» **PASSAGE TO READ**:
FATS: I like Touched By An Angel. That funny speaking redhead is completely desirable. I would wear her cunt in an instant. I demand her ass handed to me NOW!
 
ATP
Tell us about your worst show and why?
BUKOWSKI FAMILY
PIGGY: That was so confusing, it all started about three years ago when the new traktor was bought ( read stolen) for Our Farm. Piggy was just going to fucking try that piece of shit on wheels but Piggy had on erection and the weird cd from theck...checzk...some fucking country. Folk musika. Gotta fucking live that balalaika thing that they has going on there! And don't forget the malechoirs! They make pretty intense songs...shit...what was Piggy talking....ou yeah...So Piggy was just walking around in the neighborhood wearing nothing but some thight sportshorts. 'cause it was very fucking hot day. So there she was...leaning against the rail, looking so fucking innocent that if Piggy could feel something, well, then Piggy truly would feel. Man...that was some fucked up shit, gotta tell you that.

» **GIVEN ENTRIES**:
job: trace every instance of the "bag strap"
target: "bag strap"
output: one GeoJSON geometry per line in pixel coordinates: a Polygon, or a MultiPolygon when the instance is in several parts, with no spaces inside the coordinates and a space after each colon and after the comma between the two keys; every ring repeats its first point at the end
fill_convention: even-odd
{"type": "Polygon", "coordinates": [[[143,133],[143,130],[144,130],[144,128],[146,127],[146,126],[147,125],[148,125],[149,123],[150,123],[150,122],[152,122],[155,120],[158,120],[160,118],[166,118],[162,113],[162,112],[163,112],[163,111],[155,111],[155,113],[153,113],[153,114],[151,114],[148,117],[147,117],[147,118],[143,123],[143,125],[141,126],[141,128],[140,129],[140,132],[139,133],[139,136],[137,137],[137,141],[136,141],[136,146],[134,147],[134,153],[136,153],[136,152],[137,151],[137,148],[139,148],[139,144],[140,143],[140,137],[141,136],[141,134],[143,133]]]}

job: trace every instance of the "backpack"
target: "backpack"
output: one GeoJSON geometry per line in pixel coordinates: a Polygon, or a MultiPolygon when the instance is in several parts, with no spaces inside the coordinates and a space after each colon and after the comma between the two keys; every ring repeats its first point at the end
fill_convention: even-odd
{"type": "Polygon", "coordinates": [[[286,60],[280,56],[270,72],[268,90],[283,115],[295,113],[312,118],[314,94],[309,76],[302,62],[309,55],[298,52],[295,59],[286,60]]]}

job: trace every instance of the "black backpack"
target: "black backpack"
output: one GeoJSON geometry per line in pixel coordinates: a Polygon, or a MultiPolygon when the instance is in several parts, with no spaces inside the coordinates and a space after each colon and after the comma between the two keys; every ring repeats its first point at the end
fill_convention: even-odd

» **TASK TO CARRY OUT**:
Carry on the band interview from the point where it stops. The entries have nothing to do with what comes next.

» **RESULT**:
FATS: One christmas we had Roman dressed up as the christmas tree. I think him standing there wearing only human fat wax candles and Irene from the local bar, Frank and Wiktor danced around the tree in a drunken stupor and accidentally spilled some booze on the sick twisted fuck. He lit up like christmas trees are probably supposed to anyway, and ran around the house yelling "Pink is my motherfucking favorite color! I want my trousers!" That was pretty fucking horrible show and Uncle demanded we went outside and kicked the flames down so we could take Roman back to the shed and rub him with some ballsack ointment. That christmas sucked ass. I like sucking ass.
 
ATP
Tell Us About Your Dream Show, who you'd like to play with and where?
BUKOWSKI FAMILY
PIGGY: Show in the Shower. Piggy playing with anyone that gets hunted. With New York Philippine Hormonicks playing on the background! Also rest of the Family clapping their slongs..giving the beat. Frank with a banjo.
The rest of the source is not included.